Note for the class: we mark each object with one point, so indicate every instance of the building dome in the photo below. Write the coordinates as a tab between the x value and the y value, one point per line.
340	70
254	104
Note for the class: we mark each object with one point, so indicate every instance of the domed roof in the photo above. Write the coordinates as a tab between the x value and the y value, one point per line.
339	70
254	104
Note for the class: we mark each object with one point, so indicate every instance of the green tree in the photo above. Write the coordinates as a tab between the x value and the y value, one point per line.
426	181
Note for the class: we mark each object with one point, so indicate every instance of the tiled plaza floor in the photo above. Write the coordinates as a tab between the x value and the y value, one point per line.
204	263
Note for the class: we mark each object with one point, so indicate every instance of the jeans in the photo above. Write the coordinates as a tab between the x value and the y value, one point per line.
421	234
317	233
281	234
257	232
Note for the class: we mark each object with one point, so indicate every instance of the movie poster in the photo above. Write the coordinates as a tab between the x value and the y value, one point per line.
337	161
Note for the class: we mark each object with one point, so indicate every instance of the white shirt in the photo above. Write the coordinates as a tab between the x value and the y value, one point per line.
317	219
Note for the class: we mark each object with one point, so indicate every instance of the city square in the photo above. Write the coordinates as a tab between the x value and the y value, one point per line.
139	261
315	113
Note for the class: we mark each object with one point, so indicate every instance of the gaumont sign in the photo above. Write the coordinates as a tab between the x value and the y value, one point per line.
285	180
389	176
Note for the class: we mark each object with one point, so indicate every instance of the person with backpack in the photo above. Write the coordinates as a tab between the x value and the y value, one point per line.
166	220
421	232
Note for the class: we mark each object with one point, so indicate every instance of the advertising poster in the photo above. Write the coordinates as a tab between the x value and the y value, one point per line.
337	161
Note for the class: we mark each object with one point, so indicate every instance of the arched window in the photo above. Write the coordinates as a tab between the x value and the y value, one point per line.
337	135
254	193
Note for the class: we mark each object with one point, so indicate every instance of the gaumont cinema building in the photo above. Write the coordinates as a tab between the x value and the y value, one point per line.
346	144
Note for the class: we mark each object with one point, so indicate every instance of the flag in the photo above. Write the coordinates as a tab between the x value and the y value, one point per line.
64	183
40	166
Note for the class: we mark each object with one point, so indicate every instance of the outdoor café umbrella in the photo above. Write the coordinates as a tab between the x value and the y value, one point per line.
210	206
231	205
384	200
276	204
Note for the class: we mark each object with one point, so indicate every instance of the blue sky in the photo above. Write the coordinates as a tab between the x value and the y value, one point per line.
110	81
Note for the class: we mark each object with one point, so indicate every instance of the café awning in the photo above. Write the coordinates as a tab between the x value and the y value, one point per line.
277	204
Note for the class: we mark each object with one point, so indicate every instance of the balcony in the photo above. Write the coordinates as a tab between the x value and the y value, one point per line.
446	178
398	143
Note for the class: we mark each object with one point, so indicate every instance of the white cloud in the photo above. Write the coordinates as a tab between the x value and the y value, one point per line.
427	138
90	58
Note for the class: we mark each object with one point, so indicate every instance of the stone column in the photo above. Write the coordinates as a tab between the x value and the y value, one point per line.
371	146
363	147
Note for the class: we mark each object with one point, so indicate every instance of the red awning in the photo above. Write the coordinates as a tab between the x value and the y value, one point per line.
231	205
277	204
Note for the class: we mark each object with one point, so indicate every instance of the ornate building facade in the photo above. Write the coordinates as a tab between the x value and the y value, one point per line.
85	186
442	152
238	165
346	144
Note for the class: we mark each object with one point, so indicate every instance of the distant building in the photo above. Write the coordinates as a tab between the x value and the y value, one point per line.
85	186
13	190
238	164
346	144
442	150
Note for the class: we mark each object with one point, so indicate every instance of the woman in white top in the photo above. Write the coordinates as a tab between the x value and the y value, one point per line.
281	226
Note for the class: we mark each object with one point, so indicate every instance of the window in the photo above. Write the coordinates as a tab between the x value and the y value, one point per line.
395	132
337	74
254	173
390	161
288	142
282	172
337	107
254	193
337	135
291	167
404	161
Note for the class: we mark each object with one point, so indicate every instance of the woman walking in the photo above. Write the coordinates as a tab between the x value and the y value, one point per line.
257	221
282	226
□ □ □ □ □
Please repeat every record above word for word.

• [Expected answer]
Note for the class: we mark each object with one point, so indicate every instance of the building dome in the photo below. Write the coordinates as a tab between the x value and the y value, one point per line.
340	70
254	104
Note for the class: we mark each object with one point, so indicate every instance of the domed roof in the photo above. Write the coordinates as a tab between the x value and the y value, one point per line.
339	70
254	104
Note for the class: we mark each object with one point, so indicate every instance of the green tree in the photo above. Write the coordinates as a tab between the x value and the y value, one point per line.
426	181
Note for the class: we mark each object with one point, so indicate every instance of the tiled plaza floor in the photo above. Write the coordinates as a tab between the x value and the y value, one point per line.
204	263
Note for the class: we mark each object with one point, so indicate every instance of the jeans in the photo above. Write the coordinates as a tab between the x value and the y value, one point per line.
421	234
317	233
281	234
257	232
Note for the class: we mark each object with one point, so indicate every instance of the movie poster in the photo above. Write the coordinates as a tab between the x value and the y value, one point per line.
337	161
Note for the class: we mark each object with one point, so indicate every instance of the white shirt in the photo above. Write the coordinates as a tab between the x value and the y value, one point per line.
317	219
Note for the class: we mark each object with one point, so indicate every instance of the city square in the photo above. Write the coordinates as a tab between the x value and the y value, one point per line.
139	261
315	113
Note for the class: we mark each object with one point, so indicate every instance of the gaumont sign in the photo above. Write the coordinates as a tab between the x value and the y value, one point per line.
285	180
389	176
Note for the class: we mark each object with one point, so indicate every instance of the person with backpack in the photo above. Write the coordinates as a tab between the x value and the y value, one point per line.
166	220
421	232
Note for the class: we mark each object with one point, so indicate every instance of the advertising poster in the photo above. Write the coordinates as a tab between the x value and the y value, one point per line.
337	161
Note for the class: we mark each object with one point, so indicate every instance of the arched window in the photo above. Write the coordinates as a tab between the x value and the y value, one point per line.
337	135
254	193
Note for the class: we mark each object with one point, so indicate every instance of the gaumont cinema building in the photo above. Write the coordinates as a tab between the x value and the y value, one point per line.
346	144
Note for the class: we mark each object with one point, so indicate every instance of the flag in the photo above. Write the coordinates as a tab between the x value and the y value, one point per line.
64	183
40	166
Note for the class: we mark each object with one point, so indicate every instance of the outdoor café umbrella in the photo above. Write the coordinates as a tab between the x value and the y value, one point per line.
210	206
231	205
384	200
276	204
Note for the class: we mark each object with one point, so indicate every instance of the blue sky in the photo above. Write the coordinates as a tab between the x value and the y value, one point per line.
110	81
Note for the class: we mark each object with one point, so indicate every instance of the café awning in the photo above. Write the coordinates as a tab between the x value and the y value, one point per line.
277	204
Note for the class: we mark each object with one point, so indicate every instance of the balcony in the photo above. Write the coordinates as a tab between the x value and the y value, one point per line.
446	178
398	143
Note for the class: we mark each object with one point, so indicate every instance of the white cloud in the photo above. Write the coordinates as a tab between the x value and the y value, one point per line.
427	138
90	58
Note for the class: we mark each object with one point, so indicate every instance of the stone column in the photo above. Write the coordinates as a tab between the x value and the y value, one point per line.
371	146
363	147
Note for the class: we mark each object with one point, so indicate every instance of the red awning in the photo above. Write the coordinates as a tab between the x value and the y value, one point per line.
231	205
277	204
Note for the class: we mark each object with one point, so indicate every instance of the ornate building facade in the photo above. Write the coordinates as a tab between the x value and the y value, one point per line.
85	186
442	152
238	165
346	144
Note for the class: we mark each object with one point, so indicate every instance of the distant building in the photo above. Write the coordinates as a tab between the x value and the y value, one point per line.
85	186
13	190
238	164
346	144
442	150
Note for the class: we mark each object with one point, so indicate every instance of the woman in white top in the photo above. Write the coordinates as a tab between the x value and the y value, one point per line.
281	226
Note for the class: we mark each object with one point, so indicate every instance of the window in the photo above. Write the coordinates as a tab between the x value and the y value, one point per line.
395	132
337	74
254	173
390	161
288	142
282	172
337	107
254	193
337	135
291	167
404	161
Note for the class: we mark each object with one point, so indicate every instance of the woman walking in the photo above. Write the coordinates as a tab between the x value and the y value, one point per line.
257	221
282	226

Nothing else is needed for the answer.